§ GIVEN REQUEST: Output the entries below as a two-column CSV with the header instruction,boxes. Write one row per entry, with its text in the first field and its answer in the second. Wrap every field in double quotes and turn any line breaks inside a field into spaces.

***** RECORDED INFORMATION

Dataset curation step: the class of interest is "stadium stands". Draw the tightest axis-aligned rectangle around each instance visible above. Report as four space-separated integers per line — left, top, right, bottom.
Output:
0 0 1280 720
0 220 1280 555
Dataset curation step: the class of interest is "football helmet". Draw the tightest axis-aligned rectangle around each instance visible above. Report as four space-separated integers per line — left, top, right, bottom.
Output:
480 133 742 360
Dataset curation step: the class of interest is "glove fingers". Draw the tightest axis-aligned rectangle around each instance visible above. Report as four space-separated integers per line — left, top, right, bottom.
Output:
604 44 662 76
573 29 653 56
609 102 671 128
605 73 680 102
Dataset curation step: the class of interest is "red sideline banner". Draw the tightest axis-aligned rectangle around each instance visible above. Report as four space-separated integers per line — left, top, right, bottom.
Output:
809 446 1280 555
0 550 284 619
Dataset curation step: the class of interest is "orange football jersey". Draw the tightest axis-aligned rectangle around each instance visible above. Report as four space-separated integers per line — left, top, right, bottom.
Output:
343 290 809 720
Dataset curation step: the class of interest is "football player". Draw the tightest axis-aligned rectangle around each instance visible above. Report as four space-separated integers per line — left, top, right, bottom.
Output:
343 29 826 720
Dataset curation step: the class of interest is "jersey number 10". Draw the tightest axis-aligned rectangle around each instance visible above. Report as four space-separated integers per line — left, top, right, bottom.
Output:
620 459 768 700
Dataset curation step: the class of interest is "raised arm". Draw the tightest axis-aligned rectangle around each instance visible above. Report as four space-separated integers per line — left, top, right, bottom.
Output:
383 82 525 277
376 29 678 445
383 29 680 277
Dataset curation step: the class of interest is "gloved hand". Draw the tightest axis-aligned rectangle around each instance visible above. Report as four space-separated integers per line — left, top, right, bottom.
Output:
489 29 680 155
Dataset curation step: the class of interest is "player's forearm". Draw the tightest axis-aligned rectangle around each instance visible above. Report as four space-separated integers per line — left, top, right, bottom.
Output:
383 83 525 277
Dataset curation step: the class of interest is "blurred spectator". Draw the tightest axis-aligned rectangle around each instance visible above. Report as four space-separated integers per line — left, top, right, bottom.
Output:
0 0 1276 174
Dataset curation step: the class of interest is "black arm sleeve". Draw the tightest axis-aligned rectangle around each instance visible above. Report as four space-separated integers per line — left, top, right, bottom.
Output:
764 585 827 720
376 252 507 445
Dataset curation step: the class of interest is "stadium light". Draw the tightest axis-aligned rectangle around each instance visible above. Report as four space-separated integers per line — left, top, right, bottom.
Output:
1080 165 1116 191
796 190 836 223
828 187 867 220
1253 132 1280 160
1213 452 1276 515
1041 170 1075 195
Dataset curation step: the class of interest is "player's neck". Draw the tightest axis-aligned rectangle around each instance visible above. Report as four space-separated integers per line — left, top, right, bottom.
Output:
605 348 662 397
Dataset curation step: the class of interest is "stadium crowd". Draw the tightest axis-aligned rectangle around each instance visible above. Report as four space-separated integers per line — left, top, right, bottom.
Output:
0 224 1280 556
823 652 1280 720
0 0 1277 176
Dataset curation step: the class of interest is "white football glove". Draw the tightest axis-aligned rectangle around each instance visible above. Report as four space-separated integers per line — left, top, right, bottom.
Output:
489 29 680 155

**********

§ RESULT OF THE TASK:
instruction,boxes
"Dataset curation step: the class of interest is ""stadium stands"". Draw the tightest axis-aligned rectangle around each instance visible above. Report as four space-separated integers per line — left, top, right, bottom. Output:","0 0 1280 720 0 220 1280 555"
"Dataset curation step: the class of interest is ""football helmet"". Draw the tightest axis-aligned rectangle around each instance visible above. Report as four space-separated integers per line — left, top, right, bottom. Output:","480 133 742 360"
"Dataset curation step: the class of interest is ""glove fingers"". Draw the tightest axis-aligned rectangle around each instance visible above. Report as four space-separated integers per line — left, top, right, bottom. Output:","604 44 662 76 573 29 653 56 609 102 671 128 605 73 680 102"
"Dataset curation step: the class of interest is ""red sideline banner"". Draw the tightest axis-aligned rectangle around each instance visible above. Report as four space-separated integers per line — left, top, right, bottom. Output:","809 446 1280 555 0 550 284 619"
"Dataset curation step: the class of interest is ""orange football jersey"". Draw the tightest axis-aligned rectangle around each instance visible above. Report as four space-separated integers per line — left, top, right, bottom. Output:","343 290 809 720"
"Dataset curation step: the class of interest is ""football player"". Draw the tightest axis-aligned rectangle around each instance visible above. Report as four space-separated integers per line — left, top, right, bottom. Output:","343 29 826 720"
"Dataset curation step: the class of interest is ""jersey number 10"". Draw the tightest axis-aligned rectangle around each instance visible above. Report as four space-separated integers per line — left, top, right, bottom. Output:","620 459 768 700"
"Dataset curation step: the class of interest is ""raised arm"". Draw the tightest axis-aligned rectangle around each instance visible above. Report as four space-separated integers per line — left, top, right, bottom. Output:","383 82 525 277 376 29 678 445 383 29 680 277"
"Dataset curation step: the class of interest is ""gloved hand"". Draw the tightest axis-aligned rectangle around each instance visible above. Report as four space-separated integers per line — left, top, right, bottom. Output:","489 29 680 155"
"Dataset curation step: the class of interest is ""player's forearm"". Draw the tightest axis-aligned rectangle around each instance visible above. Report as four space-separated integers per line — left, top, right, bottom. Output:","383 83 525 277"
"Dataset curation step: the class of interest is ""blurred spectator"". Draw the tightest axis-aligned rectangle around each instance visible above. Report as four space-separated integers per line — left, top, right, bottom. Output:","0 0 1276 174"
"Dataset curation step: the class of interest is ""black arm sleeve"". Draw the tightest axis-aligned rectangle around each instance visible above. Report as four space-separated integers per line — left, top, right, bottom. Output:","764 585 827 720 376 252 507 445"
"Dataset curation step: the class of interest is ""stadium light"". Draw the tightest axis-aligned rectangle around each instance visible above. Report as four space-separated integers per line — left, top, right, bottom. Output:","1080 165 1116 191 796 190 836 223 828 187 867 220 1253 132 1280 160 1213 452 1276 515 1041 170 1075 195"
"Dataset curation step: the class of interest is ""player's neck"". Draw the tightest axis-aligned rectangle around each instance visible above. Report as four space-separated integers per line — left, top, right, bottom. Output:","605 348 662 397"
"Dataset curation step: the class of interest is ""stadium crowd"". Draw the tightest axis-aligned rectangle around each instance visible above. Report as four space-separated integers per line — left, top, right, bottom. Output:","0 224 1280 556 823 652 1280 720 0 0 1277 176"
"Dataset curation step: the class of interest is ""white football glove"". Draw the tightest axis-aligned rectangle around each instance visible above. Report as four space-separated integers per line — left, top, right, bottom. Output:","489 29 680 155"